Your task is to copy every record exactly.

▶ Materials provided
══════════════════════════════

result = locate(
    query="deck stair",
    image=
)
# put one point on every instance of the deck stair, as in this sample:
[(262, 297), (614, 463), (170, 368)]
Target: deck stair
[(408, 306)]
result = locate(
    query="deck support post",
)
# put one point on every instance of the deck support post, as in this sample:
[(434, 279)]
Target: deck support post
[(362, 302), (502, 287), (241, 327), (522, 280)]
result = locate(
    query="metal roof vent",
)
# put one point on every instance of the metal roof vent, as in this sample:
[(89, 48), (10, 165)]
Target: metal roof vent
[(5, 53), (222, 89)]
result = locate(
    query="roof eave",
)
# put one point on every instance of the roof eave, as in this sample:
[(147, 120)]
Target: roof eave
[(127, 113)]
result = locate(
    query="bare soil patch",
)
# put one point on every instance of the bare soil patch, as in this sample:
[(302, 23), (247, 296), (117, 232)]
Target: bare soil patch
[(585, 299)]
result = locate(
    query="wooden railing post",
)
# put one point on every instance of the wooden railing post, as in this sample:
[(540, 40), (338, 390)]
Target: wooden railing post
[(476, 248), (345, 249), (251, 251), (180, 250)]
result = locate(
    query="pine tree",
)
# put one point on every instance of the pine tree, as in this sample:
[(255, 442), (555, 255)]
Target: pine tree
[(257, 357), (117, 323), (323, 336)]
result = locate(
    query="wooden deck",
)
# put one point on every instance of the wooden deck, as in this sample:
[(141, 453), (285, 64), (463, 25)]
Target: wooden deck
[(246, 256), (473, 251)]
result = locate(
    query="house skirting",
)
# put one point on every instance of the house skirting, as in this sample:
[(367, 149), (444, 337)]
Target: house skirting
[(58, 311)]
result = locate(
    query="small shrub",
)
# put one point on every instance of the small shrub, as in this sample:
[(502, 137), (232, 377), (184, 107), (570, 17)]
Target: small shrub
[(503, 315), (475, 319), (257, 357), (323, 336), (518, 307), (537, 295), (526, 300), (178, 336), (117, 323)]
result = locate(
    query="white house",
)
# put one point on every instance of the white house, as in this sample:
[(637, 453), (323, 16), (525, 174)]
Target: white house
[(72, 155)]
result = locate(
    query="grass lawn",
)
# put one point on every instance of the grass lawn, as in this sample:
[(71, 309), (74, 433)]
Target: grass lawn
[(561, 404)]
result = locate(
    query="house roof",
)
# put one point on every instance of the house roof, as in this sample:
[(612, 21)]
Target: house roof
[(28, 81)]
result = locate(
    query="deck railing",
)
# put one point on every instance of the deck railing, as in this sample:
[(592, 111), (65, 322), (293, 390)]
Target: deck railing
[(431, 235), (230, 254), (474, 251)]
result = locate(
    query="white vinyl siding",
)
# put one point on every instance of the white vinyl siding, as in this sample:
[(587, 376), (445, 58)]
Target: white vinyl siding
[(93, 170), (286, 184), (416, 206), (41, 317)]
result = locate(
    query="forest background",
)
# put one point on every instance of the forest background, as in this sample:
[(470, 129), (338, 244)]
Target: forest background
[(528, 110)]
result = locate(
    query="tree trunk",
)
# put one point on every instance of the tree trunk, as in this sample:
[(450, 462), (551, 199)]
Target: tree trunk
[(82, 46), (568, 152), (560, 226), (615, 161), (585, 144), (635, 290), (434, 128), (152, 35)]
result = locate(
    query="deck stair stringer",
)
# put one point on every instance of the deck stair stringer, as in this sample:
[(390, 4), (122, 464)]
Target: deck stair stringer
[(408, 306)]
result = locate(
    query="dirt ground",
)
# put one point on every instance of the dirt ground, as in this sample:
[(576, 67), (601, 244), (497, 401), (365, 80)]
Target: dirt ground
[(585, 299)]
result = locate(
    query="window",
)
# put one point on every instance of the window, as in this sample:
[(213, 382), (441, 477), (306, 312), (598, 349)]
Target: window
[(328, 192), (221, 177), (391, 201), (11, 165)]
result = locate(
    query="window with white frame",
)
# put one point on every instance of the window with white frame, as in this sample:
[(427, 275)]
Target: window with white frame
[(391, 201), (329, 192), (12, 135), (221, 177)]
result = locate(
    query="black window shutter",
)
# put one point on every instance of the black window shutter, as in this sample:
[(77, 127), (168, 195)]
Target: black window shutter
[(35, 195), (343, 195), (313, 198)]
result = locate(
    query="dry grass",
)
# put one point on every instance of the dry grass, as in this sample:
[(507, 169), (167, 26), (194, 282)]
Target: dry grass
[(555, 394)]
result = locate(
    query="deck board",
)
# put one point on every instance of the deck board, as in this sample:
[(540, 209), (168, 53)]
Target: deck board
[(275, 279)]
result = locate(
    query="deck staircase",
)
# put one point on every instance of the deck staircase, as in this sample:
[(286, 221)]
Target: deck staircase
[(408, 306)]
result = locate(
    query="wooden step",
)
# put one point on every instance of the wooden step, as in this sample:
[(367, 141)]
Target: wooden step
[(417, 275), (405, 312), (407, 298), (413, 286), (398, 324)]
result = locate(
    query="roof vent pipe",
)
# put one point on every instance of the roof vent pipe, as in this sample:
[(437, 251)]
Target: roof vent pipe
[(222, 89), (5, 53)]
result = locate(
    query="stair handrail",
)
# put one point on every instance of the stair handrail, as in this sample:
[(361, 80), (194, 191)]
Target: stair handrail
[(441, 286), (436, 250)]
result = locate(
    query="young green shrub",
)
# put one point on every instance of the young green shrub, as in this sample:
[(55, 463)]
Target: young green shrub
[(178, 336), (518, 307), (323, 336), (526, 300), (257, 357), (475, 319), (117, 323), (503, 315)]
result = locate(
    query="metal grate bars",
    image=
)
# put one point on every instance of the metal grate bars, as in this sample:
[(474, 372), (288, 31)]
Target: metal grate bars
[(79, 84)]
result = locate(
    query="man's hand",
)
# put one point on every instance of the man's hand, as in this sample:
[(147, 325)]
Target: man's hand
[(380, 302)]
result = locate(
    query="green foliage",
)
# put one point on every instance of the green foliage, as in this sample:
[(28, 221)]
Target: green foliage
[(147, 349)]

══════════════════════════════

▶ Answer in full
result = locate(
    query="deck stair",
    image=
)
# put one point on every instance of the deck stair, as in this sample:
[(262, 297), (614, 463), (170, 368)]
Target: deck stair
[(408, 306)]
result = locate(
    query="deck support post",
)
# put one point on every instance of the deck support post, as in this sample:
[(434, 279)]
Target: deck support post
[(362, 302), (502, 287), (241, 327), (522, 280)]
result = locate(
    query="metal roof vent",
)
# put one point on every instance of the metal roof vent, as in this sample:
[(89, 48), (10, 165)]
Target: metal roof vent
[(5, 53), (222, 89)]
result = locate(
    query="roof eave",
)
# put one point on every instance of the roof eave, as in this sample:
[(147, 120)]
Target: roof eave
[(127, 113)]
result = locate(
    query="bare soil patch",
)
# put one point on every instance of the bare soil patch, as in this sample:
[(302, 23), (247, 296), (117, 232)]
Target: bare soil patch
[(585, 299)]
result = locate(
    query="wooden railing post",
)
# put one point on every instance of the wooden railing post, as in this sample:
[(540, 40), (338, 390)]
Target: wooden railing post
[(476, 248), (345, 249), (251, 251), (180, 250)]
result = locate(
    query="pine tree",
)
# put one point on every instance of the pine tree, as in this sample:
[(255, 442), (555, 255)]
Target: pine tree
[(257, 357), (117, 323), (323, 336)]
result = locate(
    query="wooden deck",
)
# put one point on every instance of the wooden deck, as in this sample:
[(141, 453), (285, 64), (463, 25)]
Target: wooden deck
[(246, 256), (473, 251)]
result = locate(
    query="house skirting",
)
# put one point on every instance of the house skirting, as in this sample:
[(367, 149), (444, 337)]
Target: house skirting
[(58, 311)]
result = locate(
    query="small shrub",
)
# put one point on every instance of the small shrub, as in this sample:
[(502, 137), (232, 377), (184, 107), (570, 17)]
Target: small shrub
[(503, 315), (475, 319), (257, 357), (323, 336), (518, 307), (537, 295), (526, 300), (178, 336), (117, 323)]
result = locate(
    query="white house",
)
# put one point on every instance of the white house, as in this sample:
[(637, 453), (323, 16), (525, 174)]
Target: white house
[(72, 155)]
result = locate(
    query="grass lawn",
)
# put one point on every instance of the grass lawn, as in this sample:
[(71, 309), (74, 433)]
Target: grass lawn
[(561, 404)]
result = locate(
    query="house roof",
)
# put one point on every instance of the house roof, as in this sample:
[(612, 21)]
Target: house roof
[(28, 81)]
result = locate(
    query="deck railing",
)
# put one point on every instance of the deck railing, as in this sample:
[(592, 111), (65, 322), (293, 390)]
Target: deck railing
[(431, 235), (230, 254), (474, 251)]
result = locate(
    query="white vinyl siding",
)
# put one point on every instance of the white vinyl siding, as in this sample:
[(587, 376), (445, 58)]
Target: white vinyl siding
[(93, 170), (286, 184), (416, 206), (41, 317)]
result = locate(
    query="forest background",
)
# put one point on every instance of the forest background, as in this sample:
[(470, 129), (338, 244)]
Target: forest background
[(528, 110)]
result = locate(
    query="tree trunk",
)
# put one point on every instance of the tree trunk, as in this sample:
[(450, 462), (551, 199)]
Target: tree trunk
[(82, 46), (568, 152), (560, 226), (615, 161), (585, 144), (635, 290), (434, 128), (152, 35)]
result = locate(
    query="deck stair stringer",
)
# put one point on every instance of the deck stair stringer, as in this sample:
[(390, 4), (122, 464)]
Target: deck stair stringer
[(408, 306)]
result = locate(
    query="dirt ground",
)
# put one point on every instance of the dirt ground, as in this sample:
[(576, 67), (601, 244), (497, 401), (365, 80)]
Target: dirt ground
[(585, 299)]
result = locate(
    query="window",
)
# put one point on every instance of the window, as in this sample:
[(213, 382), (441, 477), (306, 312), (598, 349)]
Target: window
[(328, 192), (221, 177), (391, 201), (11, 165)]
result = locate(
    query="window with white frame",
)
# put one point on every instance of the window with white frame, as in this sample:
[(427, 275)]
Target: window with white frame
[(391, 201), (329, 192), (12, 135), (221, 177)]
result = locate(
    query="black window shutter",
)
# put one point on every instance of the black window shutter, as in this sample:
[(77, 127), (168, 195)]
Target: black window shutter
[(35, 195), (343, 195), (313, 198)]
result = locate(
    query="dry grass",
)
# put one point on every instance of the dry grass, as in this sample:
[(507, 169), (167, 26), (194, 282)]
Target: dry grass
[(555, 394)]
result = locate(
    query="deck board",
)
# put one point on every instance of the deck board, as in this sample:
[(540, 209), (168, 53)]
Target: deck board
[(275, 279)]
result = locate(
    query="deck staircase",
)
# put one point on every instance of the deck staircase, as in this sample:
[(286, 221)]
Target: deck staircase
[(408, 306)]
result = locate(
    query="wooden step",
)
# put one point on every instance of the wooden step, as in this sample:
[(367, 141)]
Target: wooden step
[(417, 275), (405, 312), (407, 298), (413, 286), (398, 324)]
result = locate(
    query="roof vent pipe",
)
# put one point on every instance of the roof vent pipe, as in this sample:
[(437, 251)]
Target: roof vent pipe
[(222, 89), (5, 53)]
result = locate(
    query="stair handrail",
)
# put one point on every instance of the stair handrail, as in this sample:
[(361, 80), (194, 191)]
Target: stair handrail
[(441, 286), (436, 250)]
result = locate(
    query="young green shrub",
)
# put one point on every instance of the young green shrub, as in this sample:
[(55, 463)]
Target: young green shrub
[(178, 336), (518, 307), (323, 336), (526, 300), (257, 357), (475, 319), (117, 323), (503, 315)]
result = locate(
    query="metal grate bars",
    image=
)
# put one point on every instance of the metal grate bars, as in this sample:
[(474, 372), (288, 31)]
Target: metal grate bars
[(79, 84)]
result = locate(
    query="man's hand",
)
# put one point on every instance of the man's hand, as in this sample:
[(147, 325)]
Target: man's hand
[(380, 302)]
result = locate(
    query="green foliage",
)
# put one point on every instance of the green foliage, as in this sample:
[(28, 221)]
Target: green foliage
[(147, 349)]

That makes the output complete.